*** Text excerpt
Simple Circuit Examples

The quantum circuit performs a sequence of operations on two qubits:

1. RX Gate: The first qubit is rotated around the X-axis by an angle of 𝜋 radians, effectively flipping its state.
2. RY Gate: The second qubit is rotated around the Y-axis by 𝜋 radians, also flipping its state.
3. CNOT Gate: A controlled-NOT gate entangles the two qubits, flipping the second qubit only if the first qubit is in the |1⟩ state.
4. Hadamard Gate: The first qubit is then placed into a superposition of states.

The circuit concludes by returning the full quantum state of the system, which will be an entangled state reflecting the operations applied.

• PennyLane Circuit on Dynex
• OpenQASM Circuit on Dynex
• Qiskit Circuit on Dynex

Medium Sized Circuit Example

This quantum circuit involves three qubits and performs a sequence of operations designed to create an entangled state and manipulate the qubits in various ways:

1. Hadamard Gate: The first qubit is placed into a superposition.
2. CNOT Gate: Entangles the first and second qubits.
3. RX Gate: Rotates the second qubit around the X-axis by 0.3 radians.
4. CRZ Gate: Applies a controlled-Z rotation between the first and second qubits by 0.1 radians.
5. T Gate: Applies a π/8 phase shift to the second qubit.
6. Toffoli Gate: A controlled-controlled-NOT gate that flips the third qubit if both the first and second qubits are in the |1⟩ state.
7. SWAP Gate: Swaps the states of the second and third qubits.

The circuit concludes by returning the final quantum state, reflecting the complex interactions and entanglement between the qubits.

• Medium Sized Circuit

Complex Circuit Example (1)

This quantum circuit operates on four qubits and applies a series of complex operations to create an entangled and manipulated quantum state:

1. Hadamard Gates: Each qubit is placed in a superposition state.
2. CNOT Gates: These gates entangle the qubits sequentially from qubit 0 to qubit 3.
3. Single-Qubit Rotations: RX, RY, and RZ gates rotate the qubits by specific angles given in params.
4. Controlled-Z Gate: Introduces phase entanglement between qubits 0 and 2.
5. Controlled-RZ Gate: Adds a phase rotation to qubit 3, controlled by qubit 1.
6. Toffoli Gate: A controlled-controlled-NOT that flips qubit 3 based on the states of qubits 0 and 2.
7. SWAP Gates: Swap the states of qubits 0 with 3 and 1 with 2.
8. Additional Controlled-RZ and CRY Gates: These gates introduce further controlled rotations between qubits.

The circuit concludes by returning the final quantum state, which is highly entangled and complex due to the sequence of operations applied.

• Complex Circuit on Dynex (1)

Complex Circuit Example (2)

This complex quantum circuit operates on 12 qubits, executing a series of operations designed to create intricate entanglements and rotations:

1. Hadamard Gates: Each qubit is placed in superposition.
2. CNOT Gates: Pairs of qubits are entangled across the register.
3. Single-Qubit Rotations: RX, RY, and RZ gates are applied to each qubit according to the specified parameters.
4. Controlled Operations: CZ and CRZ gates add phase entanglements, while Toffoli gates introduce more complex three-qubit interactions.
******
#### To do:
**A.** Answer these questions from the quantum circuit examples:
(i) In the simple two-qubit circuit, by what angle does the RX gate rotate the first qubit?
(ii) In the medium-sized circuit, which qubits does the SWAP gate exchange?
(iii) How many qubits does Complex Circuit Example (2) operate on?
**B.** Rewrite the paragraph of the quantum circuit examples that begins "This quantum circuit involves three qubits" in fewer words, keeping its main facts.
*** Provided data
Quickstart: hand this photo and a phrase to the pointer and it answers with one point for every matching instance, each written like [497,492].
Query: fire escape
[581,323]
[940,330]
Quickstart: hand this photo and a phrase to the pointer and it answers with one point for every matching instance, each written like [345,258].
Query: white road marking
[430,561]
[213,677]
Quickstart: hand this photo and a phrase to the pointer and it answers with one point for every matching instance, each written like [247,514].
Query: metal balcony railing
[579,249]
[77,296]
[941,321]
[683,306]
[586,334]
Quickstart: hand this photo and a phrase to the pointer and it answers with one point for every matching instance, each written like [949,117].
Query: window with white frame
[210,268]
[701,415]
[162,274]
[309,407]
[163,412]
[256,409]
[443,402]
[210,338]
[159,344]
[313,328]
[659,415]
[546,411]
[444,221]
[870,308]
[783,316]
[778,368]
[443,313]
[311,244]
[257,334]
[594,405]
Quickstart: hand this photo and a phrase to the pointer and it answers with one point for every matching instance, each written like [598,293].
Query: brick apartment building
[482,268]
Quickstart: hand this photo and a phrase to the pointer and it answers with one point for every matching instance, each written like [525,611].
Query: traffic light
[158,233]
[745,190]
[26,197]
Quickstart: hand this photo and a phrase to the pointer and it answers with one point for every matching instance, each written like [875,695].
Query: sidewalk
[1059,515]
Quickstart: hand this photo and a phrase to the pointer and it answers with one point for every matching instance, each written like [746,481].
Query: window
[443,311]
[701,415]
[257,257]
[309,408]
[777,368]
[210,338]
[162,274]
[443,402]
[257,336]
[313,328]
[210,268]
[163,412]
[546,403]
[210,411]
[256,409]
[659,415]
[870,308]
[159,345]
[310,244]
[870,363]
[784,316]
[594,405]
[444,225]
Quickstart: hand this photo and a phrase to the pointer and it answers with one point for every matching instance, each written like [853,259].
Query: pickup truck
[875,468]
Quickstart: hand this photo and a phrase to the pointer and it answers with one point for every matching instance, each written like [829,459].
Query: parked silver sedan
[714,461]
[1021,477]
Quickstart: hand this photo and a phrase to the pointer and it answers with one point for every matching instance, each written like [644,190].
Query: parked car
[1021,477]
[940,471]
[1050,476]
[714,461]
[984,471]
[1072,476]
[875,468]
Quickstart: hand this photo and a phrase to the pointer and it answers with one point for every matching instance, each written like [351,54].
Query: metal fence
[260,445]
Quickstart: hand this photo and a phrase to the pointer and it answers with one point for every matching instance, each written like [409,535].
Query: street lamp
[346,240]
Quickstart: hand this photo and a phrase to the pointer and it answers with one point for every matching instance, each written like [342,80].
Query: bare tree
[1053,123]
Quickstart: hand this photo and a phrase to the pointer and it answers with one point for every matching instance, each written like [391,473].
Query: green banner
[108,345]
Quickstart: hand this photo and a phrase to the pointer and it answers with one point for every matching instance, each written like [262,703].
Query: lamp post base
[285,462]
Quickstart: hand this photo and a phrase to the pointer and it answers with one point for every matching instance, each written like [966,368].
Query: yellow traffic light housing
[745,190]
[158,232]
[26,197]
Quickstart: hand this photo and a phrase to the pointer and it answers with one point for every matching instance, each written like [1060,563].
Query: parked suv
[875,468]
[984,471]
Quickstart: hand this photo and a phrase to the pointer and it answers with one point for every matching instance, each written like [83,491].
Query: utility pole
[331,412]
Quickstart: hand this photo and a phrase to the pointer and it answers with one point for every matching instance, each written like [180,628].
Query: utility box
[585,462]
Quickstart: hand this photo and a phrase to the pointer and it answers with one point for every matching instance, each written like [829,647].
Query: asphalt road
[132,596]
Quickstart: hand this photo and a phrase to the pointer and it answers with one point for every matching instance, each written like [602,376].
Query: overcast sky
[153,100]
******
#### Final results:
**A.**
(i) π radians
(ii) The second and third qubits
(iii) 12

**B.** This three-qubit circuit applies a sequence of operations that creates an entangled state and manipulates the qubits in various ways.